═════ Seçilmiş Bölüm ═════

Paylaş
Her alanda olduğu gibi sinemada da bilgili, hayatı ve insanları tanıyan, kucaklayan, organizasyon yeteneği üst düzeyde kimliklere ihtiyaç vardır. Onlar dengeleri sağlar, herkesi bir şekilde hoş tutmasını becerir, kalp kırmaz, kırılan kalpleri de zarifçe tamir ederler... Kadir Beycioğlu böyle bir kişilikti. Yıllar boyu birçok festivalde önce gönüllü, sonra da ‘resmi’ kimlikle görev yapan sevgili Kadir, hepimizin sevgisini, saygısını kazanmış, çok kıymetli bir değer, çok önemli bir figürdü.

═════

Görev Tanımı. Yukarıdaki seçilmiş bölüme göre Kadir Beycioğlu festivallerde ilk olarak hangi sıfatla görev yapmış?

═════ Sağlanan Malzeme ═════

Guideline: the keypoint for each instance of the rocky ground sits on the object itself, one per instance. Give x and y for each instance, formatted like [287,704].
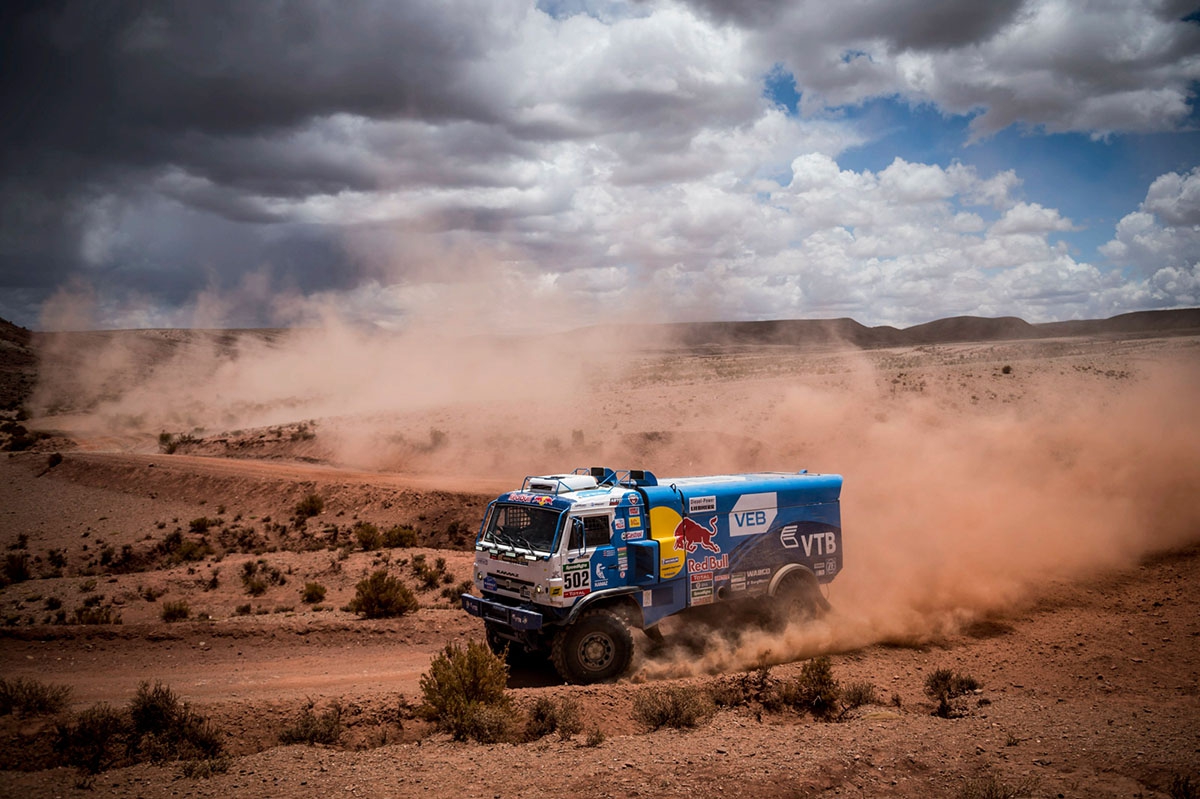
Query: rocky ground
[1020,512]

═════

Görev Çıktısı. Gönüllü olarak görev yapmış.